→ Extrait fourni:
>>>>>

Au XIIIème, lors de leur installation, c'est au milieu des bois que les chartreux s'installent comme l'indique plusieurs textes où les donations de terrain stipulent l'autorisation de défricher. Ces forêts à cette époque semblent regrouper des essences de hêtres, de chênes mais aussi des pommiers, des cerisiers ou pruniers fruitiers sauvages. Dans ces forêts, les chartreux ont le privilège "d'user et de disposer librement de leurs bois sans être pour ce inquiétés par les officiers du roi", privilèges confirmés par un arrêté du Conseil d'état du 5 juillet 1717. Cette situation est peut-être à rapprocher du fait que les chartreux sont de bons gestionnaires de leur domaine forestier. On note dans les baux que les preneurs sont régulièrement tenus de planter une certaine quantité d'arbres pour assurer le renouvellement du bois. A Vanauze, c'est sur 10 toises que le métayer doit assurer la plantation de plants vifs, à La Rossignol c'est 8 brassées. Au cours des siècles, les chartreux régulièrement leurs domaines forestiers. Les limites des  bois de la rive droite de la Sioule sont marqués par la présence de bornes "per metas, cruces et signa". Une gestion durable de la forêt qui semble une pratique caractéristique de l'ordre (Les montagnards de La Ruchère et l’ordre des Chartreux.-Emilienne Pepy)

Malgré les défrichements, le domaine forestier des chartreux est relativement important pour un domaine ecclésiastique en Auvergne. Il comprend en 1730, 700 arpents répartis entre futaies de chênes et de hêtres et 583 arpents en taillis de chênes et de hêtres (Vigouroux). L'inventaire du 19 mai 1790, nous apprend que les chartreux "retirent annuellement une somme de dix-sept cent cinquante livres de produits des bois taillis qu'ils ont dans les environs de la dite chartreuse".

Ces bois sont surveillés par un sergent et un garde, en vertu d'une lettre de sauvegarde du duc de Bourbonnais et d'Auvergne, enregistrée à la sénéchaussée de Riom. Un acte de 1435 mentionne le nom de Romeuf Sudre et un de 1485 celui de Pierre Monfreid.

<<<<<

→ Extrait de données:
>>>>>

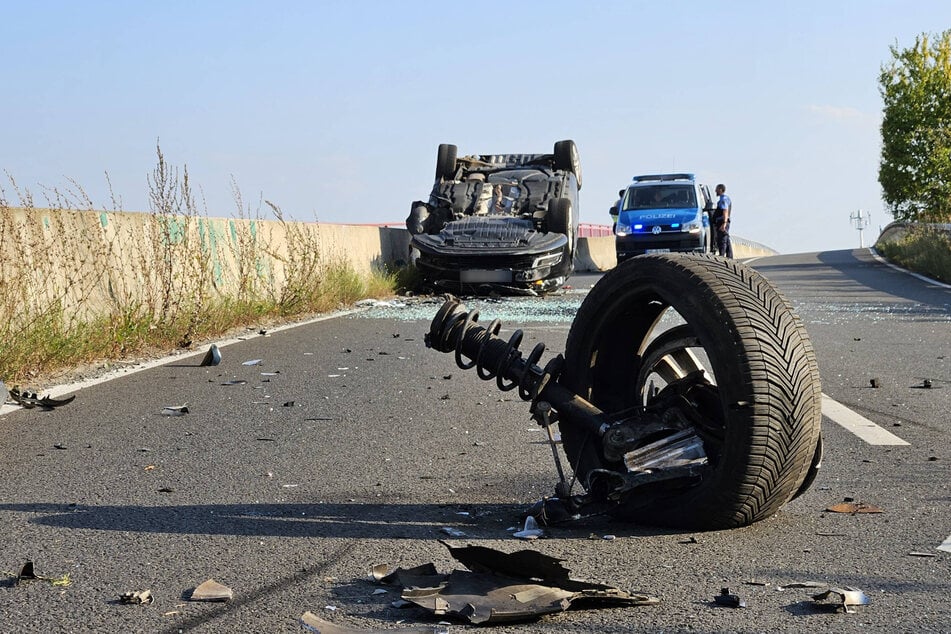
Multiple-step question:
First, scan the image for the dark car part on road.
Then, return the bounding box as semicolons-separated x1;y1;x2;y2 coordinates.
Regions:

<<<<<

→ Tâche assignée A:
D'après l'extrait fourni, quelle date porte l'arrêté du Conseil d'État qui confirme les privilèges des chartreux sur leurs bois ?
→ Tâche assignée B:
Réécrivez sous forme de liste, s'il vous plaît, le paragraphe de l'extrait fourni qui commence par « Malgré les défrichements », en gardant ses faits principaux.

→ Espace de réponse A:
Le 5 juillet 1717.

→ Espace de réponse B:
- Malgré les défrichements, le domaine forestier des chartreux est relativement important pour un domaine ecclésiastique en Auvergne.
- En 1730, il compte 700 arpents de futaies de chênes et de hêtres et 583 arpents de taillis de chênes et de hêtres (Vigouroux).
- Selon l'inventaire du 19 mai 1790, les bois taillis des environs de la chartreuse rapportent chaque année dix-sept cent cinquante livres.